6. Dataframe to files#

這門課，尤其是資料科學，會傾向於用Pandas DataFrame來操作資料，對於初期的觀察資料，或者資料的排序、彙整、計數、篩選、儲存與檔案轉換等，都非常方便。你會用到Pandas Dataframe來操作資料可能會有以下幾種情形：

將CSV或EXCEL檔案讀入成為Pandas DataFrame（常用）
將JSON檔案讀入成為Pandas DataFrame（常用）
將Pandas DataFrame寫入成為CSV或EXCEL檔案（常用）
將Pandas DataFrame寫入成為JSON檔案（常用）
將List of Dicts轉為Pandas DataFrame（常用）
將List of Lists轉為Pandas DataFrame
將Pandas DataFrame轉為List of Dicts
將Pandas DataFrame轉為List of Lists

Alt text

Write Dataframe to files#

# Write DataFrame to CSV file
df.to_csv('data1.csv', index=False)

# Write DataFrame to Excel file
df.to_excel('data1.xlsx', index=False)

# Write DataFrame to JSON file
df.to_json('data1.json', orient='records')

Read files to Dataframe#

# Read CSV file to DataFrame
df = pd.read_csv('data1.csv')
# Read Excel file to DataFrame
df = pd.read_excel('data1.xlsx')
# Read JSON file to DataFrame
df = pd.read_json('data1.json', orient='records')

-*-

▶ **待辦事項**:
A. 判斷以下三項敘述是否與頁面摘錄相符，每項回答「是」或「否」，並逐字引用頁面摘錄中的關鍵文字作為依據：(i) 將JSON檔案讀入成為Pandas DataFrame被標示為常用；(ii) 將List of Lists轉為Pandas DataFrame被標示為常用；(iii) 將DataFrame寫入Excel檔案的程式碼使用了index=False。
B. 請照原文重抄頁面摘錄中的一段，從「Write Dataframe to files#」開始，到「df.to_excel('data1.xlsx', index=False)」結束。
C. 列出頁面摘錄的程式碼中出現的所有讀取或寫入檔案的方法，寫出呼叫時的形式，不含括號與參數。

來自資料來源的紀錄
-*-

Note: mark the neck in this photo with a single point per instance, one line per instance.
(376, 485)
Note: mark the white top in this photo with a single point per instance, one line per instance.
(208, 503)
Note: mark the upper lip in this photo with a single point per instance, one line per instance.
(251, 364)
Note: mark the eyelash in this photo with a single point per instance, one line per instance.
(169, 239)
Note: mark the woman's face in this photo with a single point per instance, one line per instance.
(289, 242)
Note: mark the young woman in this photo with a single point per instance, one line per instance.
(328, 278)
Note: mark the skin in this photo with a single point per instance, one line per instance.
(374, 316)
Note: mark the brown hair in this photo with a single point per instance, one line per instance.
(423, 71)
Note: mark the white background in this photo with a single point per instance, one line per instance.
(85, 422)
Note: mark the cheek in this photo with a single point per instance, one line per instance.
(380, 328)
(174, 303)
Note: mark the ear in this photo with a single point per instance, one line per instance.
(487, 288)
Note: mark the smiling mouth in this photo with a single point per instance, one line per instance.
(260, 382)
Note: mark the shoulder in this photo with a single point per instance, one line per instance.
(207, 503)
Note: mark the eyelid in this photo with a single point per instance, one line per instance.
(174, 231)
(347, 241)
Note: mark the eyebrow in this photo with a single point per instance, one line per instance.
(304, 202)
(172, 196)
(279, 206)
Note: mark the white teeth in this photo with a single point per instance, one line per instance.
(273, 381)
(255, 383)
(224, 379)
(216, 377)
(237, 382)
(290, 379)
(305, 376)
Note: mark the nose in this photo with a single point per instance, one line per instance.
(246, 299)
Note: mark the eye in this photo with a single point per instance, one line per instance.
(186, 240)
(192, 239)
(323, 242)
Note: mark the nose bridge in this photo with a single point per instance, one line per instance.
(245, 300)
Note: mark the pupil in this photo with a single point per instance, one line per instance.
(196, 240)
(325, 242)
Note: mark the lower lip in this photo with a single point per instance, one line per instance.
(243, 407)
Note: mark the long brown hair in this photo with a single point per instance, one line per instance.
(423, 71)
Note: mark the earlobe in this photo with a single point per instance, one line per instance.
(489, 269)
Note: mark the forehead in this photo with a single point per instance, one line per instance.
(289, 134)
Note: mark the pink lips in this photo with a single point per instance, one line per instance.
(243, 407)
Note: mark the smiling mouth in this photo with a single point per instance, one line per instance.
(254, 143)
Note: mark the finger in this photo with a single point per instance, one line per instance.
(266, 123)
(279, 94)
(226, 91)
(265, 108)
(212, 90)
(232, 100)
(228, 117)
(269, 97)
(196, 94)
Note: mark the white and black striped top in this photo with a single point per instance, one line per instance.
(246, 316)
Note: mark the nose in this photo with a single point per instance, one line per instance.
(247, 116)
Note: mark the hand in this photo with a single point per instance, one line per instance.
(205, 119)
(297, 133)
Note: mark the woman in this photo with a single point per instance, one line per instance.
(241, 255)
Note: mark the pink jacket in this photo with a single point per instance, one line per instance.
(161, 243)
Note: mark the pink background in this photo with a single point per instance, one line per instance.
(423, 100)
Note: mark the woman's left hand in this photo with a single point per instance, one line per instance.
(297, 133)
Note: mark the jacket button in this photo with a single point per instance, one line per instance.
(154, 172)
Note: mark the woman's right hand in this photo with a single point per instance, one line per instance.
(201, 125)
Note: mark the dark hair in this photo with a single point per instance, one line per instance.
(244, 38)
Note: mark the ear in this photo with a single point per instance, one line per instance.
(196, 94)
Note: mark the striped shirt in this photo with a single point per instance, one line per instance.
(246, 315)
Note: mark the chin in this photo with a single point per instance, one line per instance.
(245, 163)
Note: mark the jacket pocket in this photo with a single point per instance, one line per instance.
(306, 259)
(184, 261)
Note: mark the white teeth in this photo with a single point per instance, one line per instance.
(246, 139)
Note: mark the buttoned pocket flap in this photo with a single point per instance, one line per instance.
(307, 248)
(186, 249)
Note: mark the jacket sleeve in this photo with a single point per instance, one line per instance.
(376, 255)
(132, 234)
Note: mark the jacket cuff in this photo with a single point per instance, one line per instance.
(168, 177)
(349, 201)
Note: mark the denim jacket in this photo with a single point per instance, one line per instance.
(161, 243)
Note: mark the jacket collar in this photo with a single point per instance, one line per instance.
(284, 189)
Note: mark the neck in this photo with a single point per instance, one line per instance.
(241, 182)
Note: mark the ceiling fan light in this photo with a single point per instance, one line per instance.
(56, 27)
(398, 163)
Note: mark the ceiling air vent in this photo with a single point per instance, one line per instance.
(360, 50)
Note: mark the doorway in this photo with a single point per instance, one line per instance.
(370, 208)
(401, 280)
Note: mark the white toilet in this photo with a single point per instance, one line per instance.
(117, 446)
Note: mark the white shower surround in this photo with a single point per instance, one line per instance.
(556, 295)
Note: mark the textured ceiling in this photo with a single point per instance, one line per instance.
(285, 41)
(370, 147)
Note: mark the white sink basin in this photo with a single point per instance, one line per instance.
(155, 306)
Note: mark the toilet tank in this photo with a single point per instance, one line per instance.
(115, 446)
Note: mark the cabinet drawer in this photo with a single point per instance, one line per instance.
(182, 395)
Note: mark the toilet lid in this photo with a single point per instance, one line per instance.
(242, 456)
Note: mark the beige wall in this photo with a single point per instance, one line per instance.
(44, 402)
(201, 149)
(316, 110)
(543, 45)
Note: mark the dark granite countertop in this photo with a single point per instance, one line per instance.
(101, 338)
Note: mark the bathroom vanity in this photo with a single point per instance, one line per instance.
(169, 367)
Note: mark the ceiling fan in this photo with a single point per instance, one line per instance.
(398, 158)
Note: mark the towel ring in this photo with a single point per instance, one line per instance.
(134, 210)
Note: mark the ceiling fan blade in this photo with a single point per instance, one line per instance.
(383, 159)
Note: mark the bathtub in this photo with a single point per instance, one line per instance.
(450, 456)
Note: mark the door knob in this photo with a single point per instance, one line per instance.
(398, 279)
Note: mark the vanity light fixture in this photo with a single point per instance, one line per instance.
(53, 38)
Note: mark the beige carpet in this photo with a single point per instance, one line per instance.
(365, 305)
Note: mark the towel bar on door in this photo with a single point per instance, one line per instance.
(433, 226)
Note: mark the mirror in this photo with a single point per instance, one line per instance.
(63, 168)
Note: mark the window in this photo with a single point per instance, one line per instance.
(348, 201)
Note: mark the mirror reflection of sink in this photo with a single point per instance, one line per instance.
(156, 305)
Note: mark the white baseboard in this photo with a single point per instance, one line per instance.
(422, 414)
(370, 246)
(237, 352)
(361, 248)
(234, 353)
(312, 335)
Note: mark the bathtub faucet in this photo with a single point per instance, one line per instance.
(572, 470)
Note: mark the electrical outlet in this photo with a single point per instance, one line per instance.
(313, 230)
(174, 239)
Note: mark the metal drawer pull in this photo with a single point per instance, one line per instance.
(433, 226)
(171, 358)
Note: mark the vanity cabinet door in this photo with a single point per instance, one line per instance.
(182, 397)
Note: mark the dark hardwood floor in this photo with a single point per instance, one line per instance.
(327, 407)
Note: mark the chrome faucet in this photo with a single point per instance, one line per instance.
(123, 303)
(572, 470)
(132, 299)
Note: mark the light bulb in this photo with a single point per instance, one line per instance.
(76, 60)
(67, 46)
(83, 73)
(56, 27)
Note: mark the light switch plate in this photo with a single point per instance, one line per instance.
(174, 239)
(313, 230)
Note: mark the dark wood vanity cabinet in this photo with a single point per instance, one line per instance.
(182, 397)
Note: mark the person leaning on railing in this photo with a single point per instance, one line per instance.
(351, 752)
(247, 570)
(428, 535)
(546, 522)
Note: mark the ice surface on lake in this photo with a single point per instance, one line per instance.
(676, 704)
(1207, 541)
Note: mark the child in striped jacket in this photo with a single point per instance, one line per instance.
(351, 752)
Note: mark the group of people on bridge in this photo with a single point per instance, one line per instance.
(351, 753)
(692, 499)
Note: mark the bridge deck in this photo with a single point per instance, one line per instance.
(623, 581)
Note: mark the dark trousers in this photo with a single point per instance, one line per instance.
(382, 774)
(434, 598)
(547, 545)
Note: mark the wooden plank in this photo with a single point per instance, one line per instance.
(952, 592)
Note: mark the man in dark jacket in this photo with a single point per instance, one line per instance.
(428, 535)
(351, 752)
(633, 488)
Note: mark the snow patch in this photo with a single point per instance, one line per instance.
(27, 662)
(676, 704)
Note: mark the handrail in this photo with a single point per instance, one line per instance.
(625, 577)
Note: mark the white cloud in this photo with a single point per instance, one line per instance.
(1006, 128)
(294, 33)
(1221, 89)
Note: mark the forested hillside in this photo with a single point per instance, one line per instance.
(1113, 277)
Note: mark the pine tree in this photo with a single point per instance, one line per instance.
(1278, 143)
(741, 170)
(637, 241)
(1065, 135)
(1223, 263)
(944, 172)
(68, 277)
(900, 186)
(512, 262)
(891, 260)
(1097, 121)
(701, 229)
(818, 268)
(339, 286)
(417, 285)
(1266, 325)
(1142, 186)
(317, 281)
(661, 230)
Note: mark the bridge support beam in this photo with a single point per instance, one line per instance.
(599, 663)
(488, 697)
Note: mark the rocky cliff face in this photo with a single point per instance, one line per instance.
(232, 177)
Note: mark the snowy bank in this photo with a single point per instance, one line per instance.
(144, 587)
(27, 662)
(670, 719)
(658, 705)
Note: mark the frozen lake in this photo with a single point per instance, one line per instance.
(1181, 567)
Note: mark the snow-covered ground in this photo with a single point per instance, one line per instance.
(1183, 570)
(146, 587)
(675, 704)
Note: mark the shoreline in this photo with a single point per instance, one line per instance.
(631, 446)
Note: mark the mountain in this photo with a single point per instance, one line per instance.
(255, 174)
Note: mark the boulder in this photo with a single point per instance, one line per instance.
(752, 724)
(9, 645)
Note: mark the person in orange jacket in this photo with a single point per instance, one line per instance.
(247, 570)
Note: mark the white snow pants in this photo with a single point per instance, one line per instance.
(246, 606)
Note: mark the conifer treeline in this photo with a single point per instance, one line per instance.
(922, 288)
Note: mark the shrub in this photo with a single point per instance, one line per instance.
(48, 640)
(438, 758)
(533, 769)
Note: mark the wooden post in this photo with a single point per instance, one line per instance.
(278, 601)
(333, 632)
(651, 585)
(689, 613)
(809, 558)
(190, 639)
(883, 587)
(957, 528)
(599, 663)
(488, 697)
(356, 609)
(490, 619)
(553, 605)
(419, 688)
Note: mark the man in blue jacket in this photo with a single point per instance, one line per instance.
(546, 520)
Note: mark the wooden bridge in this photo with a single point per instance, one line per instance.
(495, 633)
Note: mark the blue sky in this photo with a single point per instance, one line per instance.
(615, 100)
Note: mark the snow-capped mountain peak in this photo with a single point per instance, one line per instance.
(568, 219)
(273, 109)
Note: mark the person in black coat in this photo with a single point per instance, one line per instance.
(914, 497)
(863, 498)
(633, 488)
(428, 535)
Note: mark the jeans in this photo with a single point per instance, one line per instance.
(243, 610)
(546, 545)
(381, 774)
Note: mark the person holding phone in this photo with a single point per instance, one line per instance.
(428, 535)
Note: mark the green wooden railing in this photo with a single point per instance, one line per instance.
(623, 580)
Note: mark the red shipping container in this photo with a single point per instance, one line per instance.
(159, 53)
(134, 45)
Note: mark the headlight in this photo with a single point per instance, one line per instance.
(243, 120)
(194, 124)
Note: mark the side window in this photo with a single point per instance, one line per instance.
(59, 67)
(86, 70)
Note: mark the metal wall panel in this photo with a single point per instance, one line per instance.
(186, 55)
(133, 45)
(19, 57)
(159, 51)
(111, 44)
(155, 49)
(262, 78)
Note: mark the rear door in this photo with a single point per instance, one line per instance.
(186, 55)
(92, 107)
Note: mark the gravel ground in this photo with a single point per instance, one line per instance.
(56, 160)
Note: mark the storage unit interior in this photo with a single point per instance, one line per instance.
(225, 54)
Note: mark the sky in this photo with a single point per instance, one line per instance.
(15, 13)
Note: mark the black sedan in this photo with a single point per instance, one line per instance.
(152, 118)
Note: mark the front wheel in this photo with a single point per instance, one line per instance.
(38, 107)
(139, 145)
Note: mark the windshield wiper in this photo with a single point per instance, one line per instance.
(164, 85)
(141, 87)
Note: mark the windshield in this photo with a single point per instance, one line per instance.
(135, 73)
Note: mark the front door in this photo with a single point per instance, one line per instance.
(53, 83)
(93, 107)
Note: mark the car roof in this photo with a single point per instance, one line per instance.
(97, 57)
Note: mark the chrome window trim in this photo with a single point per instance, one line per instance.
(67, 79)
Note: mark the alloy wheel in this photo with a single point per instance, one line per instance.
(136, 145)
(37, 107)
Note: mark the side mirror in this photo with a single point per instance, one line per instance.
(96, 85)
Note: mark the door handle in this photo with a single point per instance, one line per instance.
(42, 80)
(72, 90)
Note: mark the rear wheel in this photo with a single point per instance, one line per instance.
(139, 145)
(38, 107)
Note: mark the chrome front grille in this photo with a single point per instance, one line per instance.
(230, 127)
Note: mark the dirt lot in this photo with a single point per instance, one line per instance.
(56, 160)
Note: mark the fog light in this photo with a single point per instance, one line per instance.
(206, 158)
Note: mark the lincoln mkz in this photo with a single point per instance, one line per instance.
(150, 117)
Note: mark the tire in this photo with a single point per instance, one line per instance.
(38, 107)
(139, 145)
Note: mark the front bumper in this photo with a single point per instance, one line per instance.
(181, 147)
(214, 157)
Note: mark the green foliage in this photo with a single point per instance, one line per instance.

-*-

▶ **各題結果**:
A.
(i) 是：「將JSON檔案讀入成為Pandas DataFrame（常用）」
(ii) 否：「將List of Lists轉為Pandas DataFrame」
(iii) 是：「df.to_excel('data1.xlsx', index=False)」

B.
Write Dataframe to files#

# Write DataFrame to CSV file
df.to_csv('data1.csv', index=False)

# Write DataFrame to Excel file
df.to_excel('data1.xlsx', index=False)

C.
df.to_csv
df.to_excel
df.to_json
pd.read_csv
pd.read_excel
pd.read_json